# EXTRACTED TEXT
───
I did not see a little branch tip sticking out from the myrtle.  I bent down & it poked me in my right eye. I felt immediate pain & literally saw stars.  I called my eye doctor's office ... they said to come right in.  I was diagnosed with a corneal abrasion in my right eye (the second in that eye ... I had one the prior year due to a similar injury) & was told how serious this was (apparently branch tips in Kentucky have some kind of fungus on them which is not a good thing to stick in your eye).  He squirted a bunch of medicinal goop in my eye, patched it, & then after the patch came off I had to apply two different kinds of eye drops in my eye for a week or so.  My eye doctor is a joker most of the time (I like that) & he told me that I should give up yard work before I blinded myself.  
Yesterday I was nearing the end of my trimming & weeding.  I would have stopped with the back yard, but there was a grass that badly needed trimmed & weeded near the driveway.  I decided that would be the last of my work for the day. Near that grass were 2 bushes & I decided I would trim & weed those too.  

The first bush I came to was a wedding bush. Here's a nice one (not mine) in full bloom.
───
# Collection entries

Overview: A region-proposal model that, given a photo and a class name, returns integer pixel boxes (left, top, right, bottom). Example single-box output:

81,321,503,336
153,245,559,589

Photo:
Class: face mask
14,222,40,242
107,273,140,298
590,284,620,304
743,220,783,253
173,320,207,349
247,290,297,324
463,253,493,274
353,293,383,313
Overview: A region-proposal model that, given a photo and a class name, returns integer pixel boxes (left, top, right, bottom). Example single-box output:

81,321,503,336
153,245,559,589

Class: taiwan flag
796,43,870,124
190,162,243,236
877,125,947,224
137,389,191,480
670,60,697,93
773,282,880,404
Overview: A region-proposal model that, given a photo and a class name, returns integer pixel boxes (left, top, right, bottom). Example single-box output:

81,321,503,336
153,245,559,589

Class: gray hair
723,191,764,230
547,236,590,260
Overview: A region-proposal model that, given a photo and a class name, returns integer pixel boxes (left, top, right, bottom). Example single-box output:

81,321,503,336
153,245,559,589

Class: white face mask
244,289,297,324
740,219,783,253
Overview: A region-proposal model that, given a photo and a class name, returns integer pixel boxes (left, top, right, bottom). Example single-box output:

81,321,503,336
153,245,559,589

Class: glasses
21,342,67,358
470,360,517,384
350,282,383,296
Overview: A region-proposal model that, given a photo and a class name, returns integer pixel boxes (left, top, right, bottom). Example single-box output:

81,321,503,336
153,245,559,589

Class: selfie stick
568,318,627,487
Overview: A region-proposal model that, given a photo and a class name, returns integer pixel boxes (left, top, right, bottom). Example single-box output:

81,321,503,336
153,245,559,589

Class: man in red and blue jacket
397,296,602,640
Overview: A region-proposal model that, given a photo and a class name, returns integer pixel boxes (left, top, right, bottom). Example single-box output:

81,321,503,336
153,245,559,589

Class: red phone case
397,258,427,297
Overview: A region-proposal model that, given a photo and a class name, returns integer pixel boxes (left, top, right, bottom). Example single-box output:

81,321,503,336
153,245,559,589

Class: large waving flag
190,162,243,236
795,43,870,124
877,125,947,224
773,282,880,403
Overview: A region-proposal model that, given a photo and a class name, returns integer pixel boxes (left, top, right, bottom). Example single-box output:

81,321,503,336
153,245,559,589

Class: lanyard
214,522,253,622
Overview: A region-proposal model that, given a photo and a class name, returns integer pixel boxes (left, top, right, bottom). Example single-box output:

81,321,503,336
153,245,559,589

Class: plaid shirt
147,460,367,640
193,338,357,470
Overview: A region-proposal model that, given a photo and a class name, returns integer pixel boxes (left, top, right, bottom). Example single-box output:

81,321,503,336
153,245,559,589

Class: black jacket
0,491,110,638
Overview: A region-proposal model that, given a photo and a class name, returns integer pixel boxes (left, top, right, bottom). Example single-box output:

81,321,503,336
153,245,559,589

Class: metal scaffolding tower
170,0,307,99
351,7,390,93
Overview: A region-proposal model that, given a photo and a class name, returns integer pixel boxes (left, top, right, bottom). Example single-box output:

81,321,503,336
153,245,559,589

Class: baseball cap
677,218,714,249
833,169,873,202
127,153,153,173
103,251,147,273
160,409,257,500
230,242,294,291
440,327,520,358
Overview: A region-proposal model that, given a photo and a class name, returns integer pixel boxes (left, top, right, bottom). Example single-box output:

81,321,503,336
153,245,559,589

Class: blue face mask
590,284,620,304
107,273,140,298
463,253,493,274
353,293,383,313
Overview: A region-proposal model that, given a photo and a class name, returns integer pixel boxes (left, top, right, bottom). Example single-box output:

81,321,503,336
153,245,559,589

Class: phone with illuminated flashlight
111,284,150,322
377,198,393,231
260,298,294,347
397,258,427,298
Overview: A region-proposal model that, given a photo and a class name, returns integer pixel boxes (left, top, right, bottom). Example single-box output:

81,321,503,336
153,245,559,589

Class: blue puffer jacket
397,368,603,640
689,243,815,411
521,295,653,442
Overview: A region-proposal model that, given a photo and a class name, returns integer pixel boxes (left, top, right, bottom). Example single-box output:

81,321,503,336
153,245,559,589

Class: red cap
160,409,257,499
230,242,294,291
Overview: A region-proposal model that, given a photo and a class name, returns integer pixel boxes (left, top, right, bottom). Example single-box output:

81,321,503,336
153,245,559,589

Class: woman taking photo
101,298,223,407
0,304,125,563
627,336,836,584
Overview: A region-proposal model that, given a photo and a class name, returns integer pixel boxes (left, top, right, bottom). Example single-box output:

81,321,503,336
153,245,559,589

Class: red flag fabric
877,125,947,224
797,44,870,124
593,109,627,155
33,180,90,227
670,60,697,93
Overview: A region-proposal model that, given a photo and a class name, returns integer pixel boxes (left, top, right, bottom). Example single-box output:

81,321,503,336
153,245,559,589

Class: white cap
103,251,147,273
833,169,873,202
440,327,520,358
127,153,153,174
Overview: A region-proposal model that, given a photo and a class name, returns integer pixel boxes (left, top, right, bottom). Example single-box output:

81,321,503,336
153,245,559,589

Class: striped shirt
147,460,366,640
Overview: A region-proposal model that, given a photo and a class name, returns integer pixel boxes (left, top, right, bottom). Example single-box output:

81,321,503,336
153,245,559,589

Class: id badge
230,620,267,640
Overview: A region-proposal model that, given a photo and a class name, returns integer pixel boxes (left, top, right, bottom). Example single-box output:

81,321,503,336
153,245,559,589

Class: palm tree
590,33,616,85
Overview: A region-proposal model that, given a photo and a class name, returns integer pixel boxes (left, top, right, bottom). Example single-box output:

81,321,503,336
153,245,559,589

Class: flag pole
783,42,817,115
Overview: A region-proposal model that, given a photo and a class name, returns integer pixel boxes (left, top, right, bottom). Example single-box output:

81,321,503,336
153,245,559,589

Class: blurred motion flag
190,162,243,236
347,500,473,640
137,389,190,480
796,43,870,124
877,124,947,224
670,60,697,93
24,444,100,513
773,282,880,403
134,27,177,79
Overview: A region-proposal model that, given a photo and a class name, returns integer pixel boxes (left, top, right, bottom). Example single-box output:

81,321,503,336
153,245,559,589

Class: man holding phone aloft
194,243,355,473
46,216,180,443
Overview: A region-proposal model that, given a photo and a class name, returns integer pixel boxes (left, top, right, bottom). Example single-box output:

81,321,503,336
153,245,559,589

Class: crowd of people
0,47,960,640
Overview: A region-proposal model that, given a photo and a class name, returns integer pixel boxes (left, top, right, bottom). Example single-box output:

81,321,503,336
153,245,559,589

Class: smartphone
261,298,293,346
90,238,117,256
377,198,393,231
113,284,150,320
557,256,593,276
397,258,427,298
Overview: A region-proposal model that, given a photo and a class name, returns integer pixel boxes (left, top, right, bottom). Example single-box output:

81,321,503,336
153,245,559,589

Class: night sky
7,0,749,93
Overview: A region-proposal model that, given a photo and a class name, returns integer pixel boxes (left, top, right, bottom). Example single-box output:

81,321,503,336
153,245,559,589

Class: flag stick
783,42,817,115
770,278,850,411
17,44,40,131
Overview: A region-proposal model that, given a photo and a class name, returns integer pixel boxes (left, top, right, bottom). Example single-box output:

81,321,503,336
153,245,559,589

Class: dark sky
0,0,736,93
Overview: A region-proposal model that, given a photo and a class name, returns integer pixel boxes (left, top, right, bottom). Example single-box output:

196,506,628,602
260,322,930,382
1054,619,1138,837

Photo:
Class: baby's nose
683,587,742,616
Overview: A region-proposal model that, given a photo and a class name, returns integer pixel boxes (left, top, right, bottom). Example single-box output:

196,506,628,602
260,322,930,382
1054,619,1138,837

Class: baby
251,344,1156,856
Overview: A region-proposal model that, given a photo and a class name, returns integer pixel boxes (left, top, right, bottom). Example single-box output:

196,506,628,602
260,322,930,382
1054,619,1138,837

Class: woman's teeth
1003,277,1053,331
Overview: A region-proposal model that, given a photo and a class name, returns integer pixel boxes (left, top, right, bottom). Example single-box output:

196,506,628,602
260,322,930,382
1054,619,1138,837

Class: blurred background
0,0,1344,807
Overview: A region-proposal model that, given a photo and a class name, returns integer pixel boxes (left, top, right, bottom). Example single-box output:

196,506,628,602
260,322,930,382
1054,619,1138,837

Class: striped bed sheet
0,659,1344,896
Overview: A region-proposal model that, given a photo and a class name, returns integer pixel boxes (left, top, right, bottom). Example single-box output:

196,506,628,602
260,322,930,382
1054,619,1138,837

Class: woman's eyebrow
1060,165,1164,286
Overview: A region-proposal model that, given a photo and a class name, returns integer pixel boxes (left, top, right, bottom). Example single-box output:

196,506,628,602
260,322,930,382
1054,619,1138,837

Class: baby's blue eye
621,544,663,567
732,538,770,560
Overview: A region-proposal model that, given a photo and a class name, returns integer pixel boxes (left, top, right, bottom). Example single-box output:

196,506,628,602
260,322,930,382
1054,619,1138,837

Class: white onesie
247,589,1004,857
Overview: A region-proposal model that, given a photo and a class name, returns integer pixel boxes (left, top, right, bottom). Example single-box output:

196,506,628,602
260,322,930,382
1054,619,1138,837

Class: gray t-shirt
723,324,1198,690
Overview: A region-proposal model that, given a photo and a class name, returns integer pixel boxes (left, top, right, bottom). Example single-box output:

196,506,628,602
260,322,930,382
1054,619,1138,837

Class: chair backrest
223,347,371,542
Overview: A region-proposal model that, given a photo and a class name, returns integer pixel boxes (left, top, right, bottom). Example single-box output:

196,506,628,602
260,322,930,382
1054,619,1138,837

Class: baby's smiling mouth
───
# EXERCISE PROMPT
In the yard work text, please write out the part between "I did not see" and "I blinded myself.", inclusive, with "myrtle" swapped out for "ivy".

# EXPECTED ANSWER
I did not see a little branch tip sticking out from the ivy.  I bent down & it poked me in my right eye. I felt immediate pain & literally saw stars.  I called my eye doctor's office ... they said to come right in.  I was diagnosed with a corneal abrasion in my right eye (the second in that eye ... I had one the prior year due to a similar injury) & was told how serious this was (apparently branch tips in Kentucky have some kind of fungus on them which is not a good thing to stick in your eye).  He squirted a bunch of medicinal goop in my eye, patched it, & then after the patch came off I had to apply two different kinds of eye drops in my eye for a week or so.  My eye doctor is a joker most of the time (I like that) & he told me that I should give up yard work before I blinded myself.